## EXERCISE REQUIREMENTS
Lay out every line of the items below as a JSON list of strings, one string per line, skipping blank lines. Leave the pictures out of the answer.

Entries labeling object positions

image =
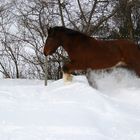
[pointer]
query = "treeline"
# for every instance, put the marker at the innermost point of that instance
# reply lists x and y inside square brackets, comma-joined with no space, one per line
[24,23]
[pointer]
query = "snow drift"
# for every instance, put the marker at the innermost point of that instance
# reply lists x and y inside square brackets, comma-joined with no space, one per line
[31,111]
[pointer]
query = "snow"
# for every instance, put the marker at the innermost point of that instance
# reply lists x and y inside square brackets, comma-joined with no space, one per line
[76,111]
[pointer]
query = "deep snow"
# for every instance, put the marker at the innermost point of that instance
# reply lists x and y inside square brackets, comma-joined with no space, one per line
[31,111]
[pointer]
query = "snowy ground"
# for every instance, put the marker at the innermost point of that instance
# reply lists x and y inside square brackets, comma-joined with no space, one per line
[31,111]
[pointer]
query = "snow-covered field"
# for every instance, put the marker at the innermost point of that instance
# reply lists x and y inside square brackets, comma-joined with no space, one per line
[31,111]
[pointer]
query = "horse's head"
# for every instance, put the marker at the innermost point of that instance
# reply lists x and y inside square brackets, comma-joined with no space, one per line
[52,42]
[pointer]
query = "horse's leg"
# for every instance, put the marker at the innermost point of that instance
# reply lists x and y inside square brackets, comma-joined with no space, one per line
[67,77]
[90,79]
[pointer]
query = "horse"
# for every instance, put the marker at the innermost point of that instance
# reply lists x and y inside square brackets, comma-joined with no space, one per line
[87,52]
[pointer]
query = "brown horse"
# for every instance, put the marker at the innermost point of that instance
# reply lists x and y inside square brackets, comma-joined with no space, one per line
[86,52]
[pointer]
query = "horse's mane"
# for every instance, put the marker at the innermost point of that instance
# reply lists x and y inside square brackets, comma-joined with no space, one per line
[68,31]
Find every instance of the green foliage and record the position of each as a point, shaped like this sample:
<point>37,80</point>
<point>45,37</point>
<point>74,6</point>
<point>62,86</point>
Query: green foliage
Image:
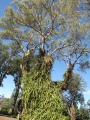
<point>75,90</point>
<point>40,99</point>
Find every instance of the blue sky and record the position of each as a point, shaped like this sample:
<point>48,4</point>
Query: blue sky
<point>57,72</point>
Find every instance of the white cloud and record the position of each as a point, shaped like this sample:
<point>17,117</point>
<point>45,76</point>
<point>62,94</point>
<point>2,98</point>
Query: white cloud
<point>87,92</point>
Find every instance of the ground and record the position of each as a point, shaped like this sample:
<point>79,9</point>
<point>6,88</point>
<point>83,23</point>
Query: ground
<point>6,118</point>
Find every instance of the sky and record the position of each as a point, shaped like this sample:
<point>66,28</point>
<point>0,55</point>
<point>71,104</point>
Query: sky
<point>58,70</point>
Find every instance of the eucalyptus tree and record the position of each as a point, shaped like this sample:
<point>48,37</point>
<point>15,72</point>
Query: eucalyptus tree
<point>48,28</point>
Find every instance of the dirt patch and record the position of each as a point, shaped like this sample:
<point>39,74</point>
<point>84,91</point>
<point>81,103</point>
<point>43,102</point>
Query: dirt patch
<point>6,118</point>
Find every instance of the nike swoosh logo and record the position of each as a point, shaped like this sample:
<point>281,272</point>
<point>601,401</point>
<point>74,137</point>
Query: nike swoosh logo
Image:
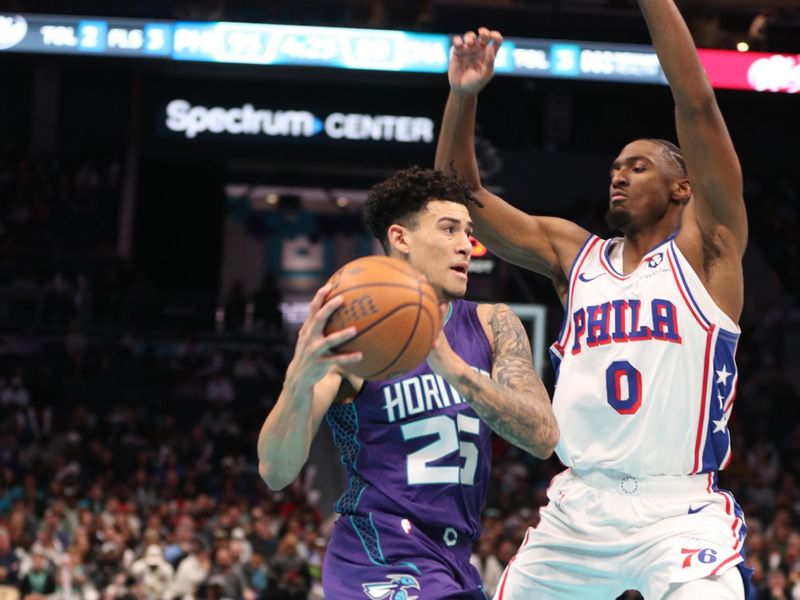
<point>585,279</point>
<point>699,508</point>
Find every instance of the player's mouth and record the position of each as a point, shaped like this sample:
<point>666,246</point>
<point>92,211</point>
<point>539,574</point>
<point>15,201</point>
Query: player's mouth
<point>460,269</point>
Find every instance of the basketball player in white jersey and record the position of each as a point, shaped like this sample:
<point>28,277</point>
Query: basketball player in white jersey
<point>645,366</point>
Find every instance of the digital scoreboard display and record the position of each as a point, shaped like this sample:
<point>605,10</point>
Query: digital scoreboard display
<point>374,49</point>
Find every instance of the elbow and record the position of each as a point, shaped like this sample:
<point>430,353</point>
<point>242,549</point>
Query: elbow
<point>700,104</point>
<point>275,481</point>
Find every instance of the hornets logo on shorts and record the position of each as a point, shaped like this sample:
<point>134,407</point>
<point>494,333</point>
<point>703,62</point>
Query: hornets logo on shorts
<point>394,589</point>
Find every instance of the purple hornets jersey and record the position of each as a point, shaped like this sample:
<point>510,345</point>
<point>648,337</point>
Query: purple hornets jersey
<point>413,447</point>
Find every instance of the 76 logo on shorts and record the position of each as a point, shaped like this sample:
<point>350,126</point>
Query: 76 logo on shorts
<point>703,555</point>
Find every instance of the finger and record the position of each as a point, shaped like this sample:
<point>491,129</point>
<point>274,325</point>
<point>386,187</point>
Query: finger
<point>323,314</point>
<point>341,359</point>
<point>339,337</point>
<point>319,299</point>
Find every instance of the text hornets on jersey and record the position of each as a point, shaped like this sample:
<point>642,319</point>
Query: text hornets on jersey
<point>415,395</point>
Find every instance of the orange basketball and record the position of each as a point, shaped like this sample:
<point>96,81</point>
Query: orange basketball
<point>395,312</point>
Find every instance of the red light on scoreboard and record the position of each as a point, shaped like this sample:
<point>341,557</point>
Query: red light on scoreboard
<point>478,249</point>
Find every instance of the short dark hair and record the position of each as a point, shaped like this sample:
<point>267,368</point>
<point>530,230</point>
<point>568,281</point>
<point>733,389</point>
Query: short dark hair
<point>672,153</point>
<point>405,194</point>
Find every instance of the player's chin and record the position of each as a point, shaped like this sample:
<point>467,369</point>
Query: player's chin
<point>456,290</point>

## SOLUTION BELOW
[
  "image =",
  "[pointer]",
  "query = \"treeline\"",
  "# for every instance, put the marker at the innermost point of that instance",
  "# reply lists x and y inside square brackets, comma-joined with no space, one per line",
  "[24,23]",
  "[pointer]",
  "query = \"snow drift\"",
  "# for every instance, put the marker at the innermost point of that instance",
  "# reply lists x and y inside square brackets, comma-joined with no space, one per line",
  "[31,111]",
  "[pointer]",
  "query = \"snow\"",
  "# for every instance, put the marker at the innermost point of that instance",
  "# reply lists x and y inside square brackets, comma-joined with no space, one per line",
  "[76,111]",
  "[pointer]",
  "query = \"deep snow\"",
  "# for every instance, put the marker at the innermost point of that instance",
  "# reply lists x and y inside square brackets, comma-joined with no space, one per line",
  "[31,111]",
  "[pointer]",
  "query = \"snowy ground\"",
  "# for every instance, put the marker at the innermost point of that instance",
  "# reply lists x and y inside square brackets, comma-joined with no space, one per line",
  "[31,111]",
  "[pointer]",
  "query = \"snow-covered field\"",
  "# for every instance, put the marker at the innermost point of that instance",
  "# reply lists x and y inside square brackets, comma-joined with no space, one per line",
  "[31,111]",
  "[pointer]",
  "query = \"horse's head\"",
  "# for every instance, put the marker at the innermost point of that instance",
  "# reply lists x and y inside square brackets, comma-joined with no space, one per line",
  "[52,42]",
  "[pointer]",
  "query = \"horse's leg\"",
  "# for every instance, put the marker at the innermost point of that instance",
  "# reply lists x and y inside square brackets, comma-joined with no space, one per line",
  "[67,77]",
  "[90,79]",
  "[pointer]",
  "query = \"horse\"",
  "# for every instance, put the marker at the innermost point of that instance",
  "# reply lists x and y inside square brackets, comma-joined with no space, one per line",
  "[87,52]",
  "[pointer]",
  "query = \"brown horse\"",
  "# for every instance, put the marker at the innermost point of that instance",
  "# reply lists x and y inside square brackets, comma-joined with no space, one per line",
  "[86,52]",
  "[pointer]",
  "query = \"horse's mane\"",
  "# for every instance, put the marker at the innermost point of that instance",
  "# reply lists x and y inside square brackets, comma-joined with no space, one per line",
  "[68,31]",
  "Find every instance of the green foliage and record the position of each as a point, shaped like this sample:",
  "<point>37,80</point>",
  "<point>45,37</point>",
  "<point>74,6</point>",
  "<point>62,86</point>",
  "Query: green foliage",
  "Image:",
  "<point>75,90</point>",
  "<point>40,99</point>",
  "Find every instance of the blue sky and record the position of each as a point, shaped like this sample:",
  "<point>48,4</point>",
  "Query: blue sky",
  "<point>57,72</point>",
  "Find every instance of the white cloud and record the position of each as a point, shaped like this sample:",
  "<point>17,117</point>",
  "<point>45,76</point>",
  "<point>62,94</point>",
  "<point>2,98</point>",
  "Query: white cloud",
  "<point>87,92</point>",
  "Find every instance of the ground and record the position of each as a point, shaped like this sample:",
  "<point>79,9</point>",
  "<point>6,88</point>",
  "<point>83,23</point>",
  "Query: ground",
  "<point>6,118</point>",
  "Find every instance of the sky and record the position of each as a point, shaped like this sample:",
  "<point>66,28</point>",
  "<point>0,55</point>",
  "<point>71,104</point>",
  "Query: sky",
  "<point>58,70</point>",
  "Find every instance of the eucalyptus tree and record the position of each as a point, shaped like this sample:",
  "<point>48,37</point>",
  "<point>15,72</point>",
  "Query: eucalyptus tree",
  "<point>48,28</point>",
  "Find every instance of the dirt patch and record the position of each as a point, shaped like this sample:",
  "<point>39,74</point>",
  "<point>84,91</point>",
  "<point>81,103</point>",
  "<point>43,102</point>",
  "Query: dirt patch",
  "<point>6,118</point>",
  "Find every instance of the nike swoosh logo and record the position of each as a point, shaped like this sample:",
  "<point>281,272</point>",
  "<point>601,401</point>",
  "<point>74,137</point>",
  "Query: nike swoosh logo",
  "Image:",
  "<point>585,279</point>",
  "<point>699,508</point>",
  "Find every instance of the player's mouth and record the position of each as a point, shaped like this sample:",
  "<point>666,246</point>",
  "<point>92,211</point>",
  "<point>539,574</point>",
  "<point>15,201</point>",
  "Query: player's mouth",
  "<point>460,269</point>",
  "Find every instance of the basketball player in white jersey and record the position of each as a point, shaped like this sample:",
  "<point>28,277</point>",
  "Query: basketball player in white jersey",
  "<point>645,366</point>",
  "Find every instance of the digital scoreboard display and record the position of each as a point, shaped like this sample:",
  "<point>605,10</point>",
  "Query: digital scoreboard display",
  "<point>374,49</point>",
  "Find every instance of the elbow and record the position of each as a point, shaped like this sample:",
  "<point>430,353</point>",
  "<point>242,549</point>",
  "Query: elbow",
  "<point>700,104</point>",
  "<point>275,481</point>",
  "Find every instance of the hornets logo on shorts and record the position of each as a point, shaped like this sample:",
  "<point>134,407</point>",
  "<point>494,333</point>",
  "<point>703,62</point>",
  "Query: hornets logo on shorts",
  "<point>394,589</point>",
  "Find every instance of the purple hornets jersey and record the position of each as a point, shaped like this sample:",
  "<point>510,345</point>",
  "<point>648,337</point>",
  "Query: purple hornets jersey",
  "<point>413,447</point>",
  "Find every instance of the 76 logo on shorts and record the position of each as a point, shaped like this sample:",
  "<point>350,126</point>",
  "Query: 76 logo on shorts",
  "<point>703,555</point>",
  "Find every instance of the finger and record the position of each as a point, shaped like this sample:",
  "<point>491,129</point>",
  "<point>274,325</point>",
  "<point>386,187</point>",
  "Query: finger",
  "<point>323,314</point>",
  "<point>341,359</point>",
  "<point>339,337</point>",
  "<point>319,299</point>",
  "Find every instance of the text hornets on jersey and record the position of each as a point, shaped like this sample:",
  "<point>642,319</point>",
  "Query: text hornets on jersey",
  "<point>415,395</point>",
  "Find every instance of the orange basketball and record the position of each as a point, shaped like this sample:",
  "<point>96,81</point>",
  "Query: orange basketball",
  "<point>395,312</point>",
  "Find every instance of the red light on scoreboard and record the position of each as a point, shaped like this sample:",
  "<point>341,557</point>",
  "Query: red light on scoreboard",
  "<point>478,249</point>",
  "Find every instance of the short dark hair and record the position of each as a point, shaped like this sample:",
  "<point>267,368</point>",
  "<point>530,230</point>",
  "<point>568,281</point>",
  "<point>733,389</point>",
  "Query: short dark hair",
  "<point>672,153</point>",
  "<point>405,194</point>",
  "Find every instance of the player's chin and record the position of each as a point, shaped like this sample:",
  "<point>467,369</point>",
  "Query: player's chin",
  "<point>456,290</point>"
]